_Extrait fourni_
▬▬▬▬▬▬▬▬▬▬

Un partenariat financier loin d’être anodin
La décision du conseil d’administration de la Banque africaine de développement (AfDB) d’ouvrir une ligne de plus de 300 millions d’euros au Maroc survient dans un contexte où le Royaume revendique une trajectoire de croissance supérieure à la moyenne régionale. L’institution panafricaine, premier bailleur multilatéral du continent, rappelle que cet appui s’inscrit dans une relation de longue haleine : près de 15 milliards d’euros ont déjà été décaissés en cinquante ans pour plus de 150 projets, allant des infrastructures lourdes à la protection sociale. Si le chiffre impressionne, la nouvelle enveloppe se distingue par sa double orientation – compétitivité économique et résilience climatique – qui épouse les priorités stratégiques de Rabat.

▬▬▬▬▬▬▬▬▬▬

_Série de tâches_
1. D'après l'extrait sur le financement de la Banque africaine de développement au Maroc, quel montant cette institution a-t-elle déjà décaissé en cinquante ans ?
2. Rédigez la suite de l'extrait sur le partenariat entre la Banque africaine de développement et le Maroc, en partant de sa dernière phrase.

_Données fournies_

▬▬▬▬▬▬▬▬▬▬

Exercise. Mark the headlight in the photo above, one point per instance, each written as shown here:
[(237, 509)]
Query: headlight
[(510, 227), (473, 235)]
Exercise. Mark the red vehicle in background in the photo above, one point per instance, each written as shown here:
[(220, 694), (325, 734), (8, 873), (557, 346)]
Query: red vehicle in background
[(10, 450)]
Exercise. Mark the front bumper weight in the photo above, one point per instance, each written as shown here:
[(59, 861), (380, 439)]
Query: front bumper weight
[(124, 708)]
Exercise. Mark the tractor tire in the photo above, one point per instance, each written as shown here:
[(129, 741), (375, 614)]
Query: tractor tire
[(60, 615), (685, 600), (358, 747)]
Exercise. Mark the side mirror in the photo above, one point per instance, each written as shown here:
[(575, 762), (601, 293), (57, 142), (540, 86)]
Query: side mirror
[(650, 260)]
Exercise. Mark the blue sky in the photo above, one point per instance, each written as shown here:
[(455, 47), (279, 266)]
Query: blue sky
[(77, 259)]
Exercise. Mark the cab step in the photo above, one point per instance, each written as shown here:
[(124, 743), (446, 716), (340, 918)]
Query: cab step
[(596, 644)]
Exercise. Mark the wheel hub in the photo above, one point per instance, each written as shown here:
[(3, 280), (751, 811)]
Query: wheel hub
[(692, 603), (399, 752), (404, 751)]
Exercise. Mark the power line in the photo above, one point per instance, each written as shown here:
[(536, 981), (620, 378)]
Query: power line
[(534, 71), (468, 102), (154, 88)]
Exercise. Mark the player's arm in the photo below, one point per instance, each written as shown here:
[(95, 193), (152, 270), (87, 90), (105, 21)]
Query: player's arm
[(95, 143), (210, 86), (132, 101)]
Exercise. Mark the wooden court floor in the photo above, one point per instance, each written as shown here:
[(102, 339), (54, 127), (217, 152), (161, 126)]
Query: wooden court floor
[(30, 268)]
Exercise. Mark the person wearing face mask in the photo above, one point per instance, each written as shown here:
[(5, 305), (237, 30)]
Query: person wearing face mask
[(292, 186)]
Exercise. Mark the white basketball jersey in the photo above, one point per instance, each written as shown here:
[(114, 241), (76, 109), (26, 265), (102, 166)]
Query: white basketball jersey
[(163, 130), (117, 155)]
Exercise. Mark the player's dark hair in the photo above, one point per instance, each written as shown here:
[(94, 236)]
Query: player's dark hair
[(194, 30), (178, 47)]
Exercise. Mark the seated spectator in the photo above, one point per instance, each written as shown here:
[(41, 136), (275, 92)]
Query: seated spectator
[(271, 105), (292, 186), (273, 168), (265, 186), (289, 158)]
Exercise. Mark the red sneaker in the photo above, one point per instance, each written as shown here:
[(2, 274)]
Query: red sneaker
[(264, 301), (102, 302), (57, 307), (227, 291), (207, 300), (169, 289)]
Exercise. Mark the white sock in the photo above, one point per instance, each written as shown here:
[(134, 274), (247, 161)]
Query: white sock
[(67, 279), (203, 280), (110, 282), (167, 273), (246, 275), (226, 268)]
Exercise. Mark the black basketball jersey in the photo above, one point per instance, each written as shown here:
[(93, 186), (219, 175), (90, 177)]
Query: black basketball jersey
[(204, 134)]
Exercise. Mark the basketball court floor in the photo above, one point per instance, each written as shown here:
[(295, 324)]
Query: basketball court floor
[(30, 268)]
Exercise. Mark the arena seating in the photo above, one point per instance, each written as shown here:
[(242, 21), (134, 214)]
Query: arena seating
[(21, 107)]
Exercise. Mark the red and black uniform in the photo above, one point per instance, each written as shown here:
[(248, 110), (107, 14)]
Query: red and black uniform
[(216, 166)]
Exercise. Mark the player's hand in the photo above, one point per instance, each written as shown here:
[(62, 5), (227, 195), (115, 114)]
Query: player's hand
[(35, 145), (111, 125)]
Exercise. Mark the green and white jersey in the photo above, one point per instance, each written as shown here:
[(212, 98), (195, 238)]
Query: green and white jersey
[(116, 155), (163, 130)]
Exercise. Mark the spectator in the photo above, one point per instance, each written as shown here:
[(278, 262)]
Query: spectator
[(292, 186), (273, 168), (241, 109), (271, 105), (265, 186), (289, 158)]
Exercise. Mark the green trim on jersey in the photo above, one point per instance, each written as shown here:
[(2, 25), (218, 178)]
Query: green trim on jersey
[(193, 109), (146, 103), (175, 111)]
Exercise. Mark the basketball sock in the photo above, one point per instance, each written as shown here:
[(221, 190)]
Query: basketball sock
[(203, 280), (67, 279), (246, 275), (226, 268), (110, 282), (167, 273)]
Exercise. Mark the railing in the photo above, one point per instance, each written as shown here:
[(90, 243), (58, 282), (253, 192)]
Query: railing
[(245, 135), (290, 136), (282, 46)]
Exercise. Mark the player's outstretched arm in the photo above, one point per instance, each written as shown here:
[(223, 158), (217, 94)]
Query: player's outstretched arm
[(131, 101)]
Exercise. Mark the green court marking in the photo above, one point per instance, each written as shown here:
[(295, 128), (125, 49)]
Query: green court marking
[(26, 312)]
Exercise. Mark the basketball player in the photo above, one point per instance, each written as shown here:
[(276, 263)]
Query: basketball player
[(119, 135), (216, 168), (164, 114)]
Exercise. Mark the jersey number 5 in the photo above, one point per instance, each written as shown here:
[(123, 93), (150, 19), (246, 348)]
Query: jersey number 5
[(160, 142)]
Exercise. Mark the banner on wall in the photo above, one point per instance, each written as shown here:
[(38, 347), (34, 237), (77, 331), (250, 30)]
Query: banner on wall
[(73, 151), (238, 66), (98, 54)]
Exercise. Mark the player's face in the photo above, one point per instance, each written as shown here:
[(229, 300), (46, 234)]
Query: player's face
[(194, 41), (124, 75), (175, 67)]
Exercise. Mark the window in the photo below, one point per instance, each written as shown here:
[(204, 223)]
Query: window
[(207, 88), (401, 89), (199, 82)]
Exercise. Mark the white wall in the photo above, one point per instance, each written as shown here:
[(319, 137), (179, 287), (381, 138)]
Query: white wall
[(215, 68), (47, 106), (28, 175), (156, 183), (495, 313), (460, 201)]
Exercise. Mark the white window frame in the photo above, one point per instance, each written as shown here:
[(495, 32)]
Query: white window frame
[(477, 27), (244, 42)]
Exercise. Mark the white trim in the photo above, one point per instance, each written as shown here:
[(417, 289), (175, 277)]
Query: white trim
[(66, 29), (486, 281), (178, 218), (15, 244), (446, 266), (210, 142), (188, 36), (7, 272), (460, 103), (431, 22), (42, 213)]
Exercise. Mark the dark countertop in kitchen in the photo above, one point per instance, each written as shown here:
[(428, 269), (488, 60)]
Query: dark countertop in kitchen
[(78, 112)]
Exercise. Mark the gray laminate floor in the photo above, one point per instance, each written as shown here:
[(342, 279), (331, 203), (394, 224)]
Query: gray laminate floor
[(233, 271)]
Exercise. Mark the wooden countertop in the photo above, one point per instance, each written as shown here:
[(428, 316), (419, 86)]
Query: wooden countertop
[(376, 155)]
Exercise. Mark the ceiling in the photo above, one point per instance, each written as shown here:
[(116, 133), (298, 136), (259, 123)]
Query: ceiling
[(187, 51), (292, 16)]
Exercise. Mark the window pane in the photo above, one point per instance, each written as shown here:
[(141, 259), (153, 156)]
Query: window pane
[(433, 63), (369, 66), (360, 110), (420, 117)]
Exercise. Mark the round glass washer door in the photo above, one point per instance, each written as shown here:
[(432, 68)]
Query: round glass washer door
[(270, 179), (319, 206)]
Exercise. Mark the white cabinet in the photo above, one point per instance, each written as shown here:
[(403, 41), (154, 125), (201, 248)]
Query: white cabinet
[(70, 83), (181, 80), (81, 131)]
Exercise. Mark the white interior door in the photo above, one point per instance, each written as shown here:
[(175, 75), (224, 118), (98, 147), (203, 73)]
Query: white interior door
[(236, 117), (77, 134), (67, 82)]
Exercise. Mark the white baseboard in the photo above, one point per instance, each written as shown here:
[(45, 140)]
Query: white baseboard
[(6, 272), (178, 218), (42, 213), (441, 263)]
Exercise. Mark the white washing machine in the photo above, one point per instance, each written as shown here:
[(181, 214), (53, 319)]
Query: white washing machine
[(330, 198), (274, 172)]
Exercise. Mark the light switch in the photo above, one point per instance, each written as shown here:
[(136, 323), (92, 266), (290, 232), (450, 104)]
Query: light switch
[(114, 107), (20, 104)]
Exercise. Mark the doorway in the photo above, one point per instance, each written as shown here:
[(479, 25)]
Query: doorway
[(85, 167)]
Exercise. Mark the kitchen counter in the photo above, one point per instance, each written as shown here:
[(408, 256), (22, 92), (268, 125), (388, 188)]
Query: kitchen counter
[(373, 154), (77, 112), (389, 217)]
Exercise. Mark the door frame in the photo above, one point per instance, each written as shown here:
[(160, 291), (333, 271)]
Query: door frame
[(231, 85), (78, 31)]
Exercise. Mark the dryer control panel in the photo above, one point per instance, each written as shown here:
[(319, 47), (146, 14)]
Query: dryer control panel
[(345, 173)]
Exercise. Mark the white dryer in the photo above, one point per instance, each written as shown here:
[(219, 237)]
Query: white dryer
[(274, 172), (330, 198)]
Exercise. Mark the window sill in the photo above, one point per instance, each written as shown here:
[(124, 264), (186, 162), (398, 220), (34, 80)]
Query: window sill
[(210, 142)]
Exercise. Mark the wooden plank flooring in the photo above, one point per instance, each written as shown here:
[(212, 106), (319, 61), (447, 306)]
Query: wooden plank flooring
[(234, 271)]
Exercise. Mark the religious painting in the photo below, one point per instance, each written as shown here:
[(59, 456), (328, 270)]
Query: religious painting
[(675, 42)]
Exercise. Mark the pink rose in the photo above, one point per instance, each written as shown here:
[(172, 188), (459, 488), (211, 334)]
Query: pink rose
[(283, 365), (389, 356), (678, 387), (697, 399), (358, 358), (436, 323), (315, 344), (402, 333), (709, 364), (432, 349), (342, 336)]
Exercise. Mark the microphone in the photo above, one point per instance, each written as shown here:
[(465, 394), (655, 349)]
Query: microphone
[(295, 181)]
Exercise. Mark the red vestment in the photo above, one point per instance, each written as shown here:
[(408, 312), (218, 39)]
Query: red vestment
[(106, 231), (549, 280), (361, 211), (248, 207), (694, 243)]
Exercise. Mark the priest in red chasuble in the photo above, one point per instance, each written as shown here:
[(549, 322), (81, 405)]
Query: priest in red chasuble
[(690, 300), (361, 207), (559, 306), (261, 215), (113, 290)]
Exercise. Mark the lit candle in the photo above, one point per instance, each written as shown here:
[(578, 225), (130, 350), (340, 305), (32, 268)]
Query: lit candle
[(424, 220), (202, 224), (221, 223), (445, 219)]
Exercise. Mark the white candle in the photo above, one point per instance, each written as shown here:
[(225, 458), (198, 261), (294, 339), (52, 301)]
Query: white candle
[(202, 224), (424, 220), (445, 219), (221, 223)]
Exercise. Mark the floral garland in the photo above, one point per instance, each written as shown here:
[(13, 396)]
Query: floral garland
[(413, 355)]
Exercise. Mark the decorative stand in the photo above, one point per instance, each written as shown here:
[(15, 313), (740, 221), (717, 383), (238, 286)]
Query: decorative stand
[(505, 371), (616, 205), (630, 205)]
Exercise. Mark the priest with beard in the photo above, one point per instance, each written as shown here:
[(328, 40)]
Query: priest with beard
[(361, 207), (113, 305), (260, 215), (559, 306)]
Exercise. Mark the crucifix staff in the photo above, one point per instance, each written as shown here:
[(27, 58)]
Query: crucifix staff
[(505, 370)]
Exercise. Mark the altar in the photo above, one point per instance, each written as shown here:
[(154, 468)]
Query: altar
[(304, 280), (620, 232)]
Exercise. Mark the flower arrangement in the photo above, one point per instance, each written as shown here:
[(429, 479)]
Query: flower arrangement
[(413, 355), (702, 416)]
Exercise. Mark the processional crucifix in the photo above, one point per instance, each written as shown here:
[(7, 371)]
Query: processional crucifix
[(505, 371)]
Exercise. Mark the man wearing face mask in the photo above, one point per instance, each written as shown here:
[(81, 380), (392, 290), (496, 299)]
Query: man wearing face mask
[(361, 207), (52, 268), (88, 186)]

▬▬▬▬▬▬▬▬▬▬

_Réponses attendues_
1. Près de 15 milliards d'euros.

2.
Le timing n’est pas innocent. Alors que les chaînes de valeur mondiales se redessinent à la faveur des tensions géopolitiques et de la transition énergétique, le Maroc entend capitaliser sur sa stabilité macroéconomique pour attirer davantage d’investissements directs étrangers. En sécurisant un financement concessionnel, le pays envoie un signal de confiance aux marchés, tout en se dotant de marges de manœuvre budgétaires pour poursuivre son agenda réformiste.
Compétitivité économique sous le sceau de la gouvernance
Sur les plus de 300 millions d’euros, 181,8 millions irriguent la seconde phase d’un programme de consolidation de la gouvernance économique. Derrière cette dénomination se cache une batterie de mesures visant à affiner la réglementation de l’investissement privé, à simplifier l’accès au foncier industriel et à digitaliser les services publics. Les autorités marocaines insistent sur la nécessité d’aligner l’environnement des affaires sur les standards de l’Organisation mondiale du commerce, tout en préservant l’agilité qui a fait la réputation des zones franches de Tanger et de Kénitra. Pour la BAD, la compétitivité n’est plus seulement affaire de coûts, mais de qualité institutionnelle, de transparence et de prévisibilité.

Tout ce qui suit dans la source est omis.